══ Brano del documento ══
Nell’anno 1378, Marquardo di Randeck sedeva sul seggio patriarcale di Aquileia. Già legato imperiale presso la corte papale di Avignone, in seguito vescovo di Augusta e infine vicario generale dell’imperatore Carlo IV per tutta l’Italia, Marquardo era forse uno dei diplomatici più capaci della seconda metà del XIV secolo, tale da assicurarsi la stima di entrambi i grandi rivali dell’epoca: Papato ed Impero.

A partire dal 1366, anno del suo ingresso trionfale a Cividale, il Patriarca aveva in primo luogo cercato di rafforzare la propria posizione interna. Forte del proprio consenso trasversale, era riuscito a comporre la rivalità tra nobiltà guelfa e ghibellina, riconquistando al Patriarcato i casati di Strassoldo, Spilimbergo, Duino, Ragogna e Partistagno, in precedenza passati agli Asburgo, e i territori di Tolmino e Venzone. Alla politica di consolidamento territoriale, Marquardo associò un importante tentativo di accentramento religioso, con la ristrutturazione della Cattedrale di Aquileia, rinnovato centro del Patriarcato. Ciò andò di pari passo ad un grande sforzo legislativo, volto alla codificazione giuridica scritta del diritto consuetudinario vigente nella Patria, le cosiddette Constitutiones Patriae Foriiulii, che vennero discusse ed approvate dall’omonimo parlamento.

L’atteggiamento autoritario e dinamico con cui Marquardo interpretava la politica interna era reso necessario tanto dalle tendenze autonomistiche di alcuni comuni e di parte della nobiltà del Patriarcato quanto dalla crescente pressione ai confini esercitata dalla Repubblica di Venezia e dagli Asburgo. Proprio a quest’ultimi Marquardo si vide costretto a cedere Pordenone, investendo tuttavia un’ingente somma di denaro (circa 34 mila fiorini) per il consolidamento delle strutture difensive di Tolmino, Portogruaro, Sacile e Torre. Data la duplice minaccia rappresentata dai propri intraprendenti vicini, il patriarca cercò sempre la mediazione tra l’influsso del Papa – per ordine del quale modificherà le Costitutiones, anche contro il parere del parlamento – e quello dell’Imperatore – di cui rimase vicario generale in Italia, guidando le truppe imperiali di stanza in Toscana. Scelse inoltre di rimanere neutrale nei principali conflitti dell’epoca, come la Guerra di Treviso del 1373, tra la Serenissima e Padova, preoccupato piuttosto della coesione interna dello stato. Questa politica accorta portò nel breve termine i risultati sperati. Nonostante una situazione finanziaria comunque difficoltosa, dopo appena una decade il Patriarcato si ritrovò a vivere un momento di rinnovato splendore, tale da giustificare un radicale cambiamento in politica estera.
═══
# [Consegne]
1. Secondo il brano su Marquardo, in quale anno il patriarca fece il suo ingresso trionfale a Cividale?
2. Riscrivi il brano su Marquardo da "Nell’anno 1378, Marquardo" a "Papato ed Impero.", mettendo "Roma" al posto di "Avignone".
I dati che seguono non hanno alcun ruolo qui.
══ Dati archiviati ══
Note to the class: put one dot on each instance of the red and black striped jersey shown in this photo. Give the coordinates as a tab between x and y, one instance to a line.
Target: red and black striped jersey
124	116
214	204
═══
# [Risposte]
1. Nel 1366.

2.
Nell’anno 1378, Marquardo di Randeck sedeva sul seggio patriarcale di Aquileia. Già legato imperiale presso la corte papale di Roma, in seguito vescovo di Augusta e infine vicario generale dell’imperatore Carlo IV per tutta l’Italia, Marquardo era forse uno dei diplomatici più capaci della seconda metà del XIV secolo, tale da assicurarsi la stima di entrambi i grandi rivali dell’epoca: Papato ed Impero.